**** PASSAGE GIVEN ****
We take care of our dead

MINNEAPOLIS — Bill Bornetun, 81, a former sailor, was buried on a cold winter morning, the hard earth dusted by snow, with full military honors. His place in history was minor. But as the roll call of World War II veterans grows smaller by the day, the farewell he received at Fort Snelling National Cemetery was that of a hero.

Around his grave stood a dozen other veterans, members of the volunteer Memorial Rifle Squad, which has presided over more than 40,000 military funerals here in the last 25 years. Holding 1903 bolt-action Springfield rifles and the American flag, most of them were vets from the 1940s, average age 77, some with hearing aids and canes — and all firm in the belief that in the brotherhood of the military, veterans look out for veterans until the last shovelful of dirt fills the grave.

Clarence Kraemer, 77, who used to play in dance bands, bugled the 24 notes of taps, a haunting call born in the Civil War that echoed across this cemetery where, on average, 18 veterans a day are buried. August Joubert, 83, and Raymond Frisvoid, 72, folded the flag in 12 symbolic triangles — one representing belief in eternal life, another divine guidance. They handed it, stars facing up, to Bornetun’s daughter, Mary Mariette, with the words: "On behalf of the president, the armed forces of the United States and a grateful nation … "

Across the country, veterans are dying and being buried in such large numbers these days that the Department of Veterans Affairs has had to close or restrict burials in half the 120 cemeteries it operates. The reason is not that the country is again at war.

Demographics have finally caught up with a country where 25 million people — or about 1 in every 11 Americans — are veterans of military service. According to the VA, World War II-era veterans are dying at the rate of 1,075 a day, Korean War veterans at 305 a day and Vietnam War veterans at 200 a day.

"We’re losing our share too, three or four people a year, and we’ve got three in nursing homes," said George Weiss, 75, who founded the Memorial Rifle Squad in 1979 and has seen Fort Snelling grow to 158,000 grave sites. (It’s not expected to fill up until 2030.) "But we’ve never missed a funeral. One day last January, it was 25 below zero, and we did 14 funerals. ‘Course, that kind of cold takes something out of you at this age."

To maintain the tradition that honorably discharged veterans and their spouses and minor children have the right to free burial in a national cemetery, President Bush’s fiscal 2005 budget includes a $455 million request to undertake the largest expansion of the system since the Civil War.

The Department of Veterans Affairs spends $313 million, out of its $67 billion budget, on the national cemeteries.
****
# WHAT YOU NEED TO DO
Retype the part of the Fort Snelling article from "We take care" up to and including "that of a hero.", keeping every word and mark as it stands. Rely only on the article about Fort Snelling's volunteer rifle squad for what comes next.
**** DATA ****
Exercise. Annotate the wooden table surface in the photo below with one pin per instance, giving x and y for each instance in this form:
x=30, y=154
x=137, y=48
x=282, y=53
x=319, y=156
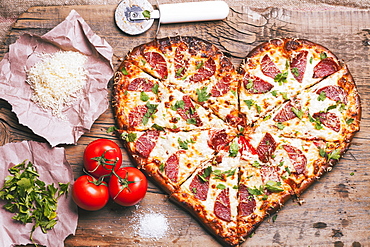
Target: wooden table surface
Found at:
x=336, y=209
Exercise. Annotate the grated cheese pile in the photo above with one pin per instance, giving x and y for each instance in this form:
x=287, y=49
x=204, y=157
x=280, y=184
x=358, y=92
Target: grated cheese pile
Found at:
x=57, y=80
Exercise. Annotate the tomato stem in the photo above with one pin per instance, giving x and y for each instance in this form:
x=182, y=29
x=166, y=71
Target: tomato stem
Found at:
x=104, y=162
x=123, y=181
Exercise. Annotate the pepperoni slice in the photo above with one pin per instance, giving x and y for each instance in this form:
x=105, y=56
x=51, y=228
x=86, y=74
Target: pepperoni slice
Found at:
x=146, y=142
x=189, y=113
x=205, y=71
x=268, y=67
x=325, y=68
x=218, y=139
x=270, y=173
x=297, y=157
x=256, y=85
x=157, y=62
x=298, y=65
x=285, y=114
x=246, y=146
x=328, y=119
x=136, y=115
x=266, y=147
x=181, y=64
x=172, y=166
x=335, y=93
x=222, y=206
x=221, y=87
x=140, y=85
x=200, y=187
x=247, y=203
x=236, y=121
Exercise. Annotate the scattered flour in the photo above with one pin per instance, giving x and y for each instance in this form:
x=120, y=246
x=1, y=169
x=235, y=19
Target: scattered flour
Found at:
x=150, y=225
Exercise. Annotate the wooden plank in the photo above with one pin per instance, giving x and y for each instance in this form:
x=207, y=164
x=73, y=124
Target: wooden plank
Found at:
x=336, y=209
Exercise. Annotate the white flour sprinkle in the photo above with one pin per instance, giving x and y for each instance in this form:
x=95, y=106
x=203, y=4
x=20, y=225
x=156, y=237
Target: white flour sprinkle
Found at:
x=150, y=225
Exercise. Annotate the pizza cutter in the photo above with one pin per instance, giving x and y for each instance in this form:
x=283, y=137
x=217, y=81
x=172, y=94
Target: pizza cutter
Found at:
x=137, y=16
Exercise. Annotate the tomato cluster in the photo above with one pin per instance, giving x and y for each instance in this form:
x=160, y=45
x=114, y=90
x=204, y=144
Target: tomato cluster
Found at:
x=127, y=186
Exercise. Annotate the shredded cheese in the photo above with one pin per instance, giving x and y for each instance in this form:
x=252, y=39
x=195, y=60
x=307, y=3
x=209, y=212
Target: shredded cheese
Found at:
x=57, y=80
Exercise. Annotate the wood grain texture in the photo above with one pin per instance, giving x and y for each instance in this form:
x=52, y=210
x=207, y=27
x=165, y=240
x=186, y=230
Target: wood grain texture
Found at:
x=336, y=209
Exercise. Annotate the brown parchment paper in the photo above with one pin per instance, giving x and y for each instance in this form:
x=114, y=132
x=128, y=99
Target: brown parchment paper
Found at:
x=53, y=167
x=73, y=34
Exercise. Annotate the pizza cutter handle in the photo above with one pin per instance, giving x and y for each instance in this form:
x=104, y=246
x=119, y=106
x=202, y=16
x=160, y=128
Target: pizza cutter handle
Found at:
x=193, y=11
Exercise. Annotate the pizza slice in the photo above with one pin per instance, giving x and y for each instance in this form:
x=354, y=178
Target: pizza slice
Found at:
x=171, y=157
x=210, y=194
x=200, y=70
x=136, y=98
x=278, y=70
x=141, y=102
x=329, y=110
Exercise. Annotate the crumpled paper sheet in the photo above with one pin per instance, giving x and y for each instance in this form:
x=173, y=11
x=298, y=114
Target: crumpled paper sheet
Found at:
x=71, y=34
x=53, y=167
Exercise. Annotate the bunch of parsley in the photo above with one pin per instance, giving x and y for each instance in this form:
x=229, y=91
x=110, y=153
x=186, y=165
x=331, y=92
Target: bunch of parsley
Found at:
x=30, y=199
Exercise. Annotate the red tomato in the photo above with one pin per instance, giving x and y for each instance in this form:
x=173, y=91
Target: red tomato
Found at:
x=89, y=194
x=128, y=186
x=101, y=156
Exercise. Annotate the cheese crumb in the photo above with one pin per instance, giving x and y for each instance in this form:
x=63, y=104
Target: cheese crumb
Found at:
x=57, y=80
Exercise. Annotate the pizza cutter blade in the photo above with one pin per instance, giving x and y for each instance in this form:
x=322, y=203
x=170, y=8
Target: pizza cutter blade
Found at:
x=137, y=16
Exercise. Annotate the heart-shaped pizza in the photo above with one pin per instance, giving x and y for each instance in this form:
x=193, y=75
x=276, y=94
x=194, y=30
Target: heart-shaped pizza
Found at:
x=230, y=145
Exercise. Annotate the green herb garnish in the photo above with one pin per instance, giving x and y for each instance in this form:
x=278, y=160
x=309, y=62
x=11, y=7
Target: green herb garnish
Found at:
x=30, y=199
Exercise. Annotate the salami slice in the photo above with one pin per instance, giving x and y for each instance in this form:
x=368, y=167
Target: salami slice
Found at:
x=140, y=85
x=146, y=142
x=285, y=114
x=221, y=87
x=270, y=173
x=246, y=146
x=181, y=64
x=247, y=203
x=171, y=168
x=266, y=147
x=218, y=139
x=268, y=67
x=158, y=63
x=136, y=115
x=298, y=65
x=256, y=85
x=188, y=112
x=199, y=186
x=334, y=93
x=205, y=71
x=297, y=157
x=328, y=119
x=325, y=68
x=222, y=206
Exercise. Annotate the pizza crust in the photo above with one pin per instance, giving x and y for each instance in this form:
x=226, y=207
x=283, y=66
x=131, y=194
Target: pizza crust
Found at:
x=271, y=128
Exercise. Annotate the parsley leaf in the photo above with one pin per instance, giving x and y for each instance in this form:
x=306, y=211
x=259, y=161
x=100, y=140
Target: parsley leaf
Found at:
x=295, y=72
x=152, y=108
x=144, y=97
x=124, y=71
x=207, y=172
x=234, y=149
x=30, y=199
x=273, y=186
x=322, y=96
x=178, y=105
x=155, y=88
x=202, y=94
x=281, y=78
x=297, y=112
x=335, y=154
****
# EXERCISE SOLUTION
We take care of our dead

MINNEAPOLIS — Bill Bornetun, 81, a former sailor, was buried on a cold winter morning, the hard earth dusted by snow, with full military honors. His place in history was minor. But as the roll call of World War II veterans grows smaller by the day, the farewell he received at Fort Snelling National Cemetery was that of a hero.